**What you will do**
Every entry in the listing below has to be transcribed exactly.

Start of Dataset extract

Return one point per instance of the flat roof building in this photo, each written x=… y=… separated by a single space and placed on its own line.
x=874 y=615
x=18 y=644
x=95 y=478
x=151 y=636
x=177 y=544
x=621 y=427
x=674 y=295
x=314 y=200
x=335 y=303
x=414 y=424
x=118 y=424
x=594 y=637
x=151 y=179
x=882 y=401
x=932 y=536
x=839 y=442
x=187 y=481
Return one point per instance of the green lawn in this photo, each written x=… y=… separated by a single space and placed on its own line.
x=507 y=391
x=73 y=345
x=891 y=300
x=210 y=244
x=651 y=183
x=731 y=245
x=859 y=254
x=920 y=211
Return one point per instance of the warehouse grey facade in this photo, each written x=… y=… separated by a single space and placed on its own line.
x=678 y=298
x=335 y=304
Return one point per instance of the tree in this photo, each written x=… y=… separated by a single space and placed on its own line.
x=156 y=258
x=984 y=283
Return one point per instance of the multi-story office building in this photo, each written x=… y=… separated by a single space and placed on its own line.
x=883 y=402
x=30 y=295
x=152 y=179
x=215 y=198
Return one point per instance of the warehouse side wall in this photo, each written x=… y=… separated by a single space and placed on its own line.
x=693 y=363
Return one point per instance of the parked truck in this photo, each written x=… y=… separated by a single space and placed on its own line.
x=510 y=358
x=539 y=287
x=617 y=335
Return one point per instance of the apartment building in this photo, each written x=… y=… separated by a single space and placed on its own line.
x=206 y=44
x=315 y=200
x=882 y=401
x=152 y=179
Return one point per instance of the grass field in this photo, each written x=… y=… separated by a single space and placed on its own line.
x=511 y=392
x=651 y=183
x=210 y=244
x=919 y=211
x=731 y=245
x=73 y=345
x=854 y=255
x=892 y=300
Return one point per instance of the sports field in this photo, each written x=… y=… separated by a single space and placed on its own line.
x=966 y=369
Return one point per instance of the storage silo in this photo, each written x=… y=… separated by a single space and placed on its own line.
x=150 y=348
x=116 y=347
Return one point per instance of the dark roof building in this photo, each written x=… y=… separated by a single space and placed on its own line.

End of Dataset extract

**Solution to this problem**
Return one point per instance of the flat roof building in this photo, each written x=… y=… separated by a single space and placed on its own line.
x=874 y=615
x=18 y=644
x=95 y=478
x=151 y=636
x=177 y=544
x=621 y=427
x=674 y=295
x=314 y=200
x=335 y=303
x=414 y=424
x=118 y=424
x=594 y=637
x=151 y=179
x=882 y=401
x=932 y=536
x=839 y=442
x=187 y=481
Return one point per instance of the green lawn in this photo, each written x=… y=… separated by a single space and placed on its own line.
x=507 y=391
x=73 y=345
x=891 y=300
x=210 y=244
x=651 y=183
x=731 y=245
x=859 y=254
x=920 y=211
Return one point per instance of the warehouse grey facade in this photo, each written x=… y=… separated by a single space and placed on its own line.
x=678 y=298
x=335 y=304
Return one point per instance of the tree in this photo, each written x=… y=… separated by a single space and placed on its own line.
x=156 y=258
x=984 y=283
Return one point per instance of the multi-story office building in this photo, each written x=… y=… separated by a single space and placed on its own line.
x=883 y=402
x=30 y=295
x=152 y=179
x=215 y=198
Return one point per instance of the warehouse side wall in this photo, each written x=… y=… separated by a single space and placed on its own line.
x=693 y=363
Return one point per instance of the parked truck in this photo, each written x=… y=… separated by a single space and placed on its own line.
x=510 y=358
x=539 y=287
x=617 y=335
Return one point per instance of the apartment building in this photo, each written x=… y=… separated by a single space and placed on its own line.
x=206 y=44
x=315 y=200
x=882 y=401
x=152 y=179
Return one point per instance of the grass field in this photo, each written x=… y=… separated by a single space and placed on its own line.
x=511 y=392
x=651 y=183
x=210 y=244
x=919 y=211
x=731 y=245
x=73 y=345
x=854 y=255
x=892 y=300
Return one point per instance of the sports field in this photo, each written x=… y=… separated by a single space and placed on its own line.
x=966 y=369
Return one point per instance of the storage silo in this photo, each written x=… y=… separated by a single space and placed on its own line.
x=150 y=348
x=116 y=347
Return one point per instance of the dark roof building in this photo, each written x=… y=… separated by a single space and placed on its own line.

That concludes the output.